百科知识 李泽厚:现代文学史中的思想领袖

李泽厚:现代文学史中的思想领袖

时间:2024-08-22 百科知识 版权反馈
【摘要】:李泽厚所采取的这一条线索,随着他的著作的畅销和流行,也就不断地辐射到80年代的文化空间,成为主流的思想形态。1956年,已经是二十七岁的李泽厚在这年的“美学大讨论”中脱颖而出,从而名满天下。

---*---

任务目标 1: 将上面这段关于李泽厚的文字原样完整重抄一遍。

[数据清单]
---*---

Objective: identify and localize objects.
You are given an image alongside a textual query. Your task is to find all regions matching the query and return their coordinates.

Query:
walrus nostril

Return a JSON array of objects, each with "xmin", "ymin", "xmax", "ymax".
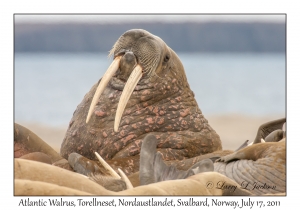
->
[{"xmin": 119, "ymin": 52, "xmax": 137, "ymax": 80}]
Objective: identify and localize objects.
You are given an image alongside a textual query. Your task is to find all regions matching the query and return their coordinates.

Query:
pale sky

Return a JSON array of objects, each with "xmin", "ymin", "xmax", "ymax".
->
[{"xmin": 15, "ymin": 14, "xmax": 286, "ymax": 23}]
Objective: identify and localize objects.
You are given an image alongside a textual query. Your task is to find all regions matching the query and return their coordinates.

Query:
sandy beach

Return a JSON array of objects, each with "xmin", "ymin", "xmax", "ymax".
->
[{"xmin": 16, "ymin": 114, "xmax": 284, "ymax": 151}]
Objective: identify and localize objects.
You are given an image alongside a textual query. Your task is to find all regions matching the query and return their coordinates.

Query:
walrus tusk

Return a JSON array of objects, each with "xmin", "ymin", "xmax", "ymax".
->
[
  {"xmin": 114, "ymin": 64, "xmax": 142, "ymax": 132},
  {"xmin": 95, "ymin": 152, "xmax": 121, "ymax": 179},
  {"xmin": 86, "ymin": 56, "xmax": 122, "ymax": 123},
  {"xmin": 118, "ymin": 168, "xmax": 133, "ymax": 189}
]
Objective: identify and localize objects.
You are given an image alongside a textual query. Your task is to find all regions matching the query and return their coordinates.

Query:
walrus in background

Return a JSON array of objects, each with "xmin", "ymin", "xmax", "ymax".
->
[{"xmin": 60, "ymin": 29, "xmax": 222, "ymax": 175}]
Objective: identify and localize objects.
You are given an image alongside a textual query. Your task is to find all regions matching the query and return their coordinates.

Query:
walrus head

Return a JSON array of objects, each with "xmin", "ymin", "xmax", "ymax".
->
[{"xmin": 61, "ymin": 29, "xmax": 222, "ymax": 174}]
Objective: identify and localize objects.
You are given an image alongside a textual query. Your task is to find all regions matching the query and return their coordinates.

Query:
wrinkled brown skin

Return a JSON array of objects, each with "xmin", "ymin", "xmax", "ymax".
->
[
  {"xmin": 14, "ymin": 158, "xmax": 251, "ymax": 196},
  {"xmin": 214, "ymin": 139, "xmax": 286, "ymax": 195},
  {"xmin": 60, "ymin": 30, "xmax": 222, "ymax": 175},
  {"xmin": 14, "ymin": 123, "xmax": 72, "ymax": 170}
]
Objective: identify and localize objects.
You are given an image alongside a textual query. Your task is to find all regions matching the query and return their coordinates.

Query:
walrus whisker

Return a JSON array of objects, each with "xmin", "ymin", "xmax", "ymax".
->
[
  {"xmin": 95, "ymin": 152, "xmax": 121, "ymax": 179},
  {"xmin": 114, "ymin": 64, "xmax": 143, "ymax": 132},
  {"xmin": 118, "ymin": 168, "xmax": 133, "ymax": 189},
  {"xmin": 86, "ymin": 56, "xmax": 122, "ymax": 123}
]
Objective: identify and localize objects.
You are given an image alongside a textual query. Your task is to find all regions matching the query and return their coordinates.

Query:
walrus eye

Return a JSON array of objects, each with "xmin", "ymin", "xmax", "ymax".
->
[{"xmin": 164, "ymin": 55, "xmax": 170, "ymax": 62}]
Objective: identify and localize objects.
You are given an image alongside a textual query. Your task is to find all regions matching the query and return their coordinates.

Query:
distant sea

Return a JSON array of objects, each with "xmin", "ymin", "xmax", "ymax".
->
[{"xmin": 14, "ymin": 53, "xmax": 286, "ymax": 126}]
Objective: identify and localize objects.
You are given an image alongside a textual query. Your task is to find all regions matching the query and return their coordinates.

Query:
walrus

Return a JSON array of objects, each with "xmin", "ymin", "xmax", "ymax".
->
[
  {"xmin": 60, "ymin": 29, "xmax": 222, "ymax": 175},
  {"xmin": 14, "ymin": 158, "xmax": 252, "ymax": 196}
]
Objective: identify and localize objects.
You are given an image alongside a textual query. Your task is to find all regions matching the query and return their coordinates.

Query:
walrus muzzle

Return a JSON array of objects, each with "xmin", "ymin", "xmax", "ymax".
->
[{"xmin": 86, "ymin": 53, "xmax": 143, "ymax": 132}]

---*---

任务目标 2: 从上方的记录中摘出所有含有字符串“walrus”的行。

正确答案 1:
百科知识 李泽厚:现代文学史中的思想领袖

李泽厚:现代文学史中的思想领袖

时间:2024-08-22 百科知识 版权反馈
【摘要】:李泽厚所采取的这一条线索,随着他的著作的畅销和流行,也就不断地辐射到80年代的文化空间,成为主流的思想形态。1956年,已经是二十七岁的李泽厚在这年的“美学大讨论”中脱颖而出,从而名满天下。

正确答案 2:
walrus nostril
walrus tusk
walrus in background
walrus head
walrus whisker
walrus eye
walrus
walrus muzzle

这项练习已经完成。